§ **Activity**:
In the entries below, count every line containing "field". Return the number and nothing else.

Records from a collection:
______________________________

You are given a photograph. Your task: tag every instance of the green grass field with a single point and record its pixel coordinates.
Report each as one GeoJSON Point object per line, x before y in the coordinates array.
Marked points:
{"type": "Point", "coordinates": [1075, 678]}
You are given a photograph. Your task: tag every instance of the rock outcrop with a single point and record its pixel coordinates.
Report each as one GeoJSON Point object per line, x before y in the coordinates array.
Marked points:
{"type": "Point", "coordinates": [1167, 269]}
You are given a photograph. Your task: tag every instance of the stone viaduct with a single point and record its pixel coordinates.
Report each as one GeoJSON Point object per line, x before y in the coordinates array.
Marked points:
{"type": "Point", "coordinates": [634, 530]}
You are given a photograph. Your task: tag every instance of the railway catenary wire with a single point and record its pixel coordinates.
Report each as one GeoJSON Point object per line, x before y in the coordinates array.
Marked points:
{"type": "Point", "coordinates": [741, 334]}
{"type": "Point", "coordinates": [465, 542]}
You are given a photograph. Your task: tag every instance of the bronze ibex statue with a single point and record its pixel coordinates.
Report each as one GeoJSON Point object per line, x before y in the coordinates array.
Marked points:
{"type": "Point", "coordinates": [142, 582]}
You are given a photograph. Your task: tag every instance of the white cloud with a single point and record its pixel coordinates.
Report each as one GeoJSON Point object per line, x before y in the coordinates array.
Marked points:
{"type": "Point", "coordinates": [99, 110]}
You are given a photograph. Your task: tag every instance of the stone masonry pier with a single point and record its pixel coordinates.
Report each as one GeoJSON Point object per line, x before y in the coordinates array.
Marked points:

______________________________

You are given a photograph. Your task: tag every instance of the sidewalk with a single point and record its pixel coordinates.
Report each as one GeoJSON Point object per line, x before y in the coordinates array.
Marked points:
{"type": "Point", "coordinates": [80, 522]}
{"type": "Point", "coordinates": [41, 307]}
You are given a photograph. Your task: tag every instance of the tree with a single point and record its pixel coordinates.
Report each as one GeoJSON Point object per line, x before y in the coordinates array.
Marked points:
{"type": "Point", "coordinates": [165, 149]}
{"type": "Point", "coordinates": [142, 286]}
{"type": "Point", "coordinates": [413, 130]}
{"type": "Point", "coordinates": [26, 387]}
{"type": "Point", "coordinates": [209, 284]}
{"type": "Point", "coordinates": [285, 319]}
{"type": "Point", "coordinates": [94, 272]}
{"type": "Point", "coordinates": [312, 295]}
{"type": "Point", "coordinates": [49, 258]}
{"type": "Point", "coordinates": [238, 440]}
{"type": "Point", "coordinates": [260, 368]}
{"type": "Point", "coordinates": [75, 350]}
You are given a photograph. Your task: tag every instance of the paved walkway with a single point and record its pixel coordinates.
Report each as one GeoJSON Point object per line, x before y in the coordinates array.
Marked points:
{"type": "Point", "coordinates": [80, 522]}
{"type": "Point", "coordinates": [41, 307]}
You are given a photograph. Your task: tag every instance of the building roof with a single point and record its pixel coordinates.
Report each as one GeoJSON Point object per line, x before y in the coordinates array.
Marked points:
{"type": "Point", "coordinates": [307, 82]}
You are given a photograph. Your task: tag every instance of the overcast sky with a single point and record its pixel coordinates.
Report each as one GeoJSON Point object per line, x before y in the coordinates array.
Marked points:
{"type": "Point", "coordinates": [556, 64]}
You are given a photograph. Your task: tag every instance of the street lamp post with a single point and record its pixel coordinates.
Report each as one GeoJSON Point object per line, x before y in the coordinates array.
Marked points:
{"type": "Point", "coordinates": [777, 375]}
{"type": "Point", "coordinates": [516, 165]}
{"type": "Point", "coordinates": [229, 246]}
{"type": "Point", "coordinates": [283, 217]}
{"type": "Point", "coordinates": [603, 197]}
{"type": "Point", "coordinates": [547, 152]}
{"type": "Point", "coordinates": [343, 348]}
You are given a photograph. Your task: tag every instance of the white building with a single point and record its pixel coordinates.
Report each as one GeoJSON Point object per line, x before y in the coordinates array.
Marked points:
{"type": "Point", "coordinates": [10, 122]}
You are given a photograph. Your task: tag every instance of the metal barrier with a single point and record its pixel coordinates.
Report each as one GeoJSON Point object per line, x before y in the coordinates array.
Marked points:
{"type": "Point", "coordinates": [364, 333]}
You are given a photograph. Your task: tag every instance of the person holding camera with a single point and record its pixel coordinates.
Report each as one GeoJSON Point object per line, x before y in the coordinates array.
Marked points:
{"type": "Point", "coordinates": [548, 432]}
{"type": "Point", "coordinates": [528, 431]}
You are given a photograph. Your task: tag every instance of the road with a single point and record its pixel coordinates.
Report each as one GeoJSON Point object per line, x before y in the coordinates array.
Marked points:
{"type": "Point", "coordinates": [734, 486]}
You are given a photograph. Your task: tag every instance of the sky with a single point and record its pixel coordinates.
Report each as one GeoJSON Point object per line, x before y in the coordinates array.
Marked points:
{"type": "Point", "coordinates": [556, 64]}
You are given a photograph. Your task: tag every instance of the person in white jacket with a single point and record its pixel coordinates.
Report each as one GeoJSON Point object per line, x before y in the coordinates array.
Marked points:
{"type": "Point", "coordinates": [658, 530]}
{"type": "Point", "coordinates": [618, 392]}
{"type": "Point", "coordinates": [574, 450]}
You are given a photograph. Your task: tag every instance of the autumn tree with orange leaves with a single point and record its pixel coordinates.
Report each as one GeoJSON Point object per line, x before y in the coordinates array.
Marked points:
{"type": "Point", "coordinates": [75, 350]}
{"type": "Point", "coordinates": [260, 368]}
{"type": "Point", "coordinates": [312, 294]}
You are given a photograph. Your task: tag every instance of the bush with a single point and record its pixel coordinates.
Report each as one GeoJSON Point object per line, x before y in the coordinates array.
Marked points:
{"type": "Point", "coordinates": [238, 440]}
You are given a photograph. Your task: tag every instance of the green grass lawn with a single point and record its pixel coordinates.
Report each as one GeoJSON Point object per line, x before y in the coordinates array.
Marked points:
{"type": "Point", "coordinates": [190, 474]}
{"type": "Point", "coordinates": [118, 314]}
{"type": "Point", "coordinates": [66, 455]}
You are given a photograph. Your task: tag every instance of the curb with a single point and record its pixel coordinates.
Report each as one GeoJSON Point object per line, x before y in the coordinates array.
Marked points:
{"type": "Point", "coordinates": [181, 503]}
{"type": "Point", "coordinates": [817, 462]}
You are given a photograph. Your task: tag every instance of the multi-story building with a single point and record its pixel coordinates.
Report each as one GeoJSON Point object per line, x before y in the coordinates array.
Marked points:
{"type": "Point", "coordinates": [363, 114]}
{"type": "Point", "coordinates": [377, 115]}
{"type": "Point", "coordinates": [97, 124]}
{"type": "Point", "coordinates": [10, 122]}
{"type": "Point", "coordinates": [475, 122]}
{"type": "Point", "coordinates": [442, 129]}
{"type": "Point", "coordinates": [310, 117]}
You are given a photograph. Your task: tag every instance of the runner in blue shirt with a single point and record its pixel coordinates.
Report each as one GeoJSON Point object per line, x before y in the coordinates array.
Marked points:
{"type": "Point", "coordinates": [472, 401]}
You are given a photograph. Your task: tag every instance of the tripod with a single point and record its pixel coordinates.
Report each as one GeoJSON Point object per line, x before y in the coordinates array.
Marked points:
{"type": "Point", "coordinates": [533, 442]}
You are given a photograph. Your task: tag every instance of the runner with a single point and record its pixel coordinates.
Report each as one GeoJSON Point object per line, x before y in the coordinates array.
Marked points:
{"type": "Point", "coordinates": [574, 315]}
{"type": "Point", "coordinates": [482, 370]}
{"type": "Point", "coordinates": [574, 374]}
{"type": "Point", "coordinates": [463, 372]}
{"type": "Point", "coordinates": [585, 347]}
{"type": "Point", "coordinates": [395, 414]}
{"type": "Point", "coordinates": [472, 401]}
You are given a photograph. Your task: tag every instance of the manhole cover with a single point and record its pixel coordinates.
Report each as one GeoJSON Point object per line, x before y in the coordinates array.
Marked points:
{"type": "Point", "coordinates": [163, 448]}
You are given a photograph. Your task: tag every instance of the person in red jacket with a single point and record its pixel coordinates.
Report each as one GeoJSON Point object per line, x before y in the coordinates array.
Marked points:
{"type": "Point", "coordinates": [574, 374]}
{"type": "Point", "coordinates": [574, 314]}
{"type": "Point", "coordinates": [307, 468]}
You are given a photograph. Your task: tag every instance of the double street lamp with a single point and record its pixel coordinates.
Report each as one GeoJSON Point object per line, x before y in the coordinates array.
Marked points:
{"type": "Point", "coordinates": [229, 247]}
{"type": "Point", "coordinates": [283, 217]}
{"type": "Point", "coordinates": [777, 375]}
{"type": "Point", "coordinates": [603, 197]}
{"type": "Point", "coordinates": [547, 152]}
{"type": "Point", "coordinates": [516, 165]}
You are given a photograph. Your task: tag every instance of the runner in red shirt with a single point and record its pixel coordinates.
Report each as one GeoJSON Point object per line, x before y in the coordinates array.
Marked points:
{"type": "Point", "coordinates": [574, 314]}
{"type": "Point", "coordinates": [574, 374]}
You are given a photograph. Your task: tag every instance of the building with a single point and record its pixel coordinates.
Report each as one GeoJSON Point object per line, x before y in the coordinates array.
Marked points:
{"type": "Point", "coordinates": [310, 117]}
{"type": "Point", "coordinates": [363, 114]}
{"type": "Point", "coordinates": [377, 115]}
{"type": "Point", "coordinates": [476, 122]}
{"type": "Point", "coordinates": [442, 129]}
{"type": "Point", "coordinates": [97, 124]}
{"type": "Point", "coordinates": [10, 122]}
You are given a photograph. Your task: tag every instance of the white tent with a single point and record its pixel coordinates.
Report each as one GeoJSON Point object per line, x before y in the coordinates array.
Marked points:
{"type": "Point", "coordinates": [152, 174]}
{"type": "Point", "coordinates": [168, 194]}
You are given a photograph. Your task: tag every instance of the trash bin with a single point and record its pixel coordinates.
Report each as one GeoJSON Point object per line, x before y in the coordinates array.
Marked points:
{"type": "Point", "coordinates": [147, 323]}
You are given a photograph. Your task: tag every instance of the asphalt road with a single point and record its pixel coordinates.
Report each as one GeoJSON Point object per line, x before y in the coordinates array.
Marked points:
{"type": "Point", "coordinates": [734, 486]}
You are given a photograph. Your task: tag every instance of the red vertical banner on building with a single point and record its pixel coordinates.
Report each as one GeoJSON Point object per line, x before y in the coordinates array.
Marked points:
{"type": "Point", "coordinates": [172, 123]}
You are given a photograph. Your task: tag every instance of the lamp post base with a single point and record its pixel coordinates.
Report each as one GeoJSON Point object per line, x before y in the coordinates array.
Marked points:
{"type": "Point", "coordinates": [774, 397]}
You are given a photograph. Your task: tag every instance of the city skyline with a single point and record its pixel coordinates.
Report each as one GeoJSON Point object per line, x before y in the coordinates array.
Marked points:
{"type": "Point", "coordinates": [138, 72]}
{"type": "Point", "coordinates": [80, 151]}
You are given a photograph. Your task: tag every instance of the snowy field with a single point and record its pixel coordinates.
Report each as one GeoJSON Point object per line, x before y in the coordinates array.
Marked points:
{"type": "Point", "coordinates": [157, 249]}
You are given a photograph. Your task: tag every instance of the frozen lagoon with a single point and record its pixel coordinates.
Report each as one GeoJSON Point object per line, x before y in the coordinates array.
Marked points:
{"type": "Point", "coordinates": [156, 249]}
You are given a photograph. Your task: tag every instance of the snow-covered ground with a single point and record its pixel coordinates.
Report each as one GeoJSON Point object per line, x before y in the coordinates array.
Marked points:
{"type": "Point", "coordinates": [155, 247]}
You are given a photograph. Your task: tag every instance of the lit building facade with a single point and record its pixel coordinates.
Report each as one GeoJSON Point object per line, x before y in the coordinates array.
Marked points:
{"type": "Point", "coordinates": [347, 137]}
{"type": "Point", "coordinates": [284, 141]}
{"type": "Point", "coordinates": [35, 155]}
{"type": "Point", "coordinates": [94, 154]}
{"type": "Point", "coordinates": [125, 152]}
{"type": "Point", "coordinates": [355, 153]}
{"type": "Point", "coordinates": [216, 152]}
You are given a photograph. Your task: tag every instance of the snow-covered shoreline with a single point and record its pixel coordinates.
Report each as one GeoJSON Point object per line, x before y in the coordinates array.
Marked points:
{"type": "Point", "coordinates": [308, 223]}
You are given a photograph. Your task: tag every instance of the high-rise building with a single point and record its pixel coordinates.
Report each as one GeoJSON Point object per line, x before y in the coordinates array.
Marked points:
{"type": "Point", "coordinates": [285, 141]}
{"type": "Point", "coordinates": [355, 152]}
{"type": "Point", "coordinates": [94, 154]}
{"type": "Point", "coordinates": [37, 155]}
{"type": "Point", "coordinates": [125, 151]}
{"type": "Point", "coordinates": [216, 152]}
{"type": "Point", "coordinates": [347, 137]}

______________________________

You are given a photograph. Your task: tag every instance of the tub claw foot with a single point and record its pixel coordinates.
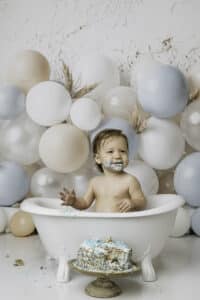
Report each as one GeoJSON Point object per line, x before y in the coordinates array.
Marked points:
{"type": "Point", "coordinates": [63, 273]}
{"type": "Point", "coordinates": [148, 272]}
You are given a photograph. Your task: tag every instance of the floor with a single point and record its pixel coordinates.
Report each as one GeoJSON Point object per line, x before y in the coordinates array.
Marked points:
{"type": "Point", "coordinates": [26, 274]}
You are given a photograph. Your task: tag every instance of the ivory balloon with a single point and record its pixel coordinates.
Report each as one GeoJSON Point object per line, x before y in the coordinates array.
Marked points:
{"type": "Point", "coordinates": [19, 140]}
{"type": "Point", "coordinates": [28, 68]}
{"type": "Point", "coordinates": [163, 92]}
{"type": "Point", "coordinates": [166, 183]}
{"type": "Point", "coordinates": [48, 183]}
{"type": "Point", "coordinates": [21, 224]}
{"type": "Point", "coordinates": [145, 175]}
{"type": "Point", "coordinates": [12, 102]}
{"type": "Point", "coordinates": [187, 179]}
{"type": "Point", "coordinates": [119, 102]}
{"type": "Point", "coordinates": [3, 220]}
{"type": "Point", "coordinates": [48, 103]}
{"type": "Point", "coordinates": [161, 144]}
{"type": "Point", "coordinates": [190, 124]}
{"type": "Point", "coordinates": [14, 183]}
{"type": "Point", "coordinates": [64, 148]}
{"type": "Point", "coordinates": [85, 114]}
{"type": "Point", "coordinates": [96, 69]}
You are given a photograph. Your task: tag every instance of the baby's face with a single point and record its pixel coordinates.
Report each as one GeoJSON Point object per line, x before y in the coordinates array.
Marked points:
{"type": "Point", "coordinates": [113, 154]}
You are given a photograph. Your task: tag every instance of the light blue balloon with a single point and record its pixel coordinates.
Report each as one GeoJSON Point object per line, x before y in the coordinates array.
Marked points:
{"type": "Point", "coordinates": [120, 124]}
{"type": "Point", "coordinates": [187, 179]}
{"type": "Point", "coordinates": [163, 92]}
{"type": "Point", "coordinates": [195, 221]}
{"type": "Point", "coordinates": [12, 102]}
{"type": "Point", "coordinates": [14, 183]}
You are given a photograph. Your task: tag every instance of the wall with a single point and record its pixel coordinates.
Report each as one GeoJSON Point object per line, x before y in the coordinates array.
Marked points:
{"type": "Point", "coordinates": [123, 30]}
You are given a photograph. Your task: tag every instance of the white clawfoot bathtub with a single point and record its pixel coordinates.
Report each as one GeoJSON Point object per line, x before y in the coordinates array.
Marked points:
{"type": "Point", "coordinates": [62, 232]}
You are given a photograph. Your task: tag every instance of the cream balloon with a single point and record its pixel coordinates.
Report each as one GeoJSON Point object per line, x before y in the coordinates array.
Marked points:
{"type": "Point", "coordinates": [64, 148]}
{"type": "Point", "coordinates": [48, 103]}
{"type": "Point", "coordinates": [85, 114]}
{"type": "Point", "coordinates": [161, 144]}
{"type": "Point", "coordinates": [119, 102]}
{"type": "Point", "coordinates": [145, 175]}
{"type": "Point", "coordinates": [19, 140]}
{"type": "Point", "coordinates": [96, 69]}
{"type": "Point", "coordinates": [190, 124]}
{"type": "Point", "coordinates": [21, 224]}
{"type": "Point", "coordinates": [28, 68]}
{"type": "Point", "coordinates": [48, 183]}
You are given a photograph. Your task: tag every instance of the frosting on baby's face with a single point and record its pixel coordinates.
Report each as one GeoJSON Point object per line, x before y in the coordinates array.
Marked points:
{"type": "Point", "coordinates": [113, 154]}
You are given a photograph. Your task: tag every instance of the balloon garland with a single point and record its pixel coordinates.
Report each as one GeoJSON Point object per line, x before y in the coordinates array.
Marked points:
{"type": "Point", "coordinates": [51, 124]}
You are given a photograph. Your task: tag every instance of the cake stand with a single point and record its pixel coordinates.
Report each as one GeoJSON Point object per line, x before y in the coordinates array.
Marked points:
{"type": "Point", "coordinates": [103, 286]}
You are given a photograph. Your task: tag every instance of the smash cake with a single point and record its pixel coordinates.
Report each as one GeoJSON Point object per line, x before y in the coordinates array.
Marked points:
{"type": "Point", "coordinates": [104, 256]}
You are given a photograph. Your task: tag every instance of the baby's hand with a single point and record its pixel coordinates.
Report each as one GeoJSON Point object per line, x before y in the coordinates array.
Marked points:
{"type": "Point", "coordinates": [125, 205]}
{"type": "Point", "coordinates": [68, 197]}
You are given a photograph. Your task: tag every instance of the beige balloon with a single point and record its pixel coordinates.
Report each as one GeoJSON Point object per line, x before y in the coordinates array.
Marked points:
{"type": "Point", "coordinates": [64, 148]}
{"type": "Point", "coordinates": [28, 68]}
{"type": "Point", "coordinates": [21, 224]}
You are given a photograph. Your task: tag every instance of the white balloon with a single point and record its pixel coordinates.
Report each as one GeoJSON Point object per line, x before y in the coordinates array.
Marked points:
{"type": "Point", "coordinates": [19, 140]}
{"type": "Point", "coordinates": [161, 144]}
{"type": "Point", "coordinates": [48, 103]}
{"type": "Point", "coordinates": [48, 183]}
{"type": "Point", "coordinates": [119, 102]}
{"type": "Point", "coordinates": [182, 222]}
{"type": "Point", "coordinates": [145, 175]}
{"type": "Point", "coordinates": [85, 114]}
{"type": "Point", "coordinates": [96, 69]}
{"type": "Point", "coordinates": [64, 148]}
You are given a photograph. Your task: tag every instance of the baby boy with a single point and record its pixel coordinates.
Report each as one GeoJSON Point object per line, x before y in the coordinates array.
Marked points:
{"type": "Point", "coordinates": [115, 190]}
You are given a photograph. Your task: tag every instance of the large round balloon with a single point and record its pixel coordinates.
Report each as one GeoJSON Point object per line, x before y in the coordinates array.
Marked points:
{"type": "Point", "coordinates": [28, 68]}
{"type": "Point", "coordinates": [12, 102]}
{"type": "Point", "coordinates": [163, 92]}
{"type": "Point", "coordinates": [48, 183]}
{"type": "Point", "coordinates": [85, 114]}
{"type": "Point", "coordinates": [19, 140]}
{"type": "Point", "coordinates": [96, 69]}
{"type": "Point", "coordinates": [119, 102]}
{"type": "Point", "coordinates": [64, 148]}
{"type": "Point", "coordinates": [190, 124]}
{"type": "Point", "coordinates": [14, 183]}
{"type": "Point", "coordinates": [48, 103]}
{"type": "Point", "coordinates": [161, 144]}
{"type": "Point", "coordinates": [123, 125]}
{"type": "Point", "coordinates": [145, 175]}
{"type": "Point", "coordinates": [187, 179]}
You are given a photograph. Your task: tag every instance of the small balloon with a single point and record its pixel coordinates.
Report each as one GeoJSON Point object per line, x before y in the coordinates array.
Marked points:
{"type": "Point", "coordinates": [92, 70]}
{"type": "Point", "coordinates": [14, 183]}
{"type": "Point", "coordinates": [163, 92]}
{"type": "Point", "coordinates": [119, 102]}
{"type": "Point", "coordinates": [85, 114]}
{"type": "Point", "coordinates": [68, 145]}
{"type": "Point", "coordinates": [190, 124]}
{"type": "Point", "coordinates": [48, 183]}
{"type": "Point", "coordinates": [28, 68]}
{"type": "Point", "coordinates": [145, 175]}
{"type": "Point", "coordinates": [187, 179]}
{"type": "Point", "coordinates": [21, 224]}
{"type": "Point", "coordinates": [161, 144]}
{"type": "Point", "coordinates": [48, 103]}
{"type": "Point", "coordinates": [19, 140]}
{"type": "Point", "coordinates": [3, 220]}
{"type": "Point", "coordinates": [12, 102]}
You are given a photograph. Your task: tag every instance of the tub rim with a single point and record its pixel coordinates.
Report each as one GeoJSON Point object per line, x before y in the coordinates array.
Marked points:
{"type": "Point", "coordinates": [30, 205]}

______________________________

§ **Response area**:
2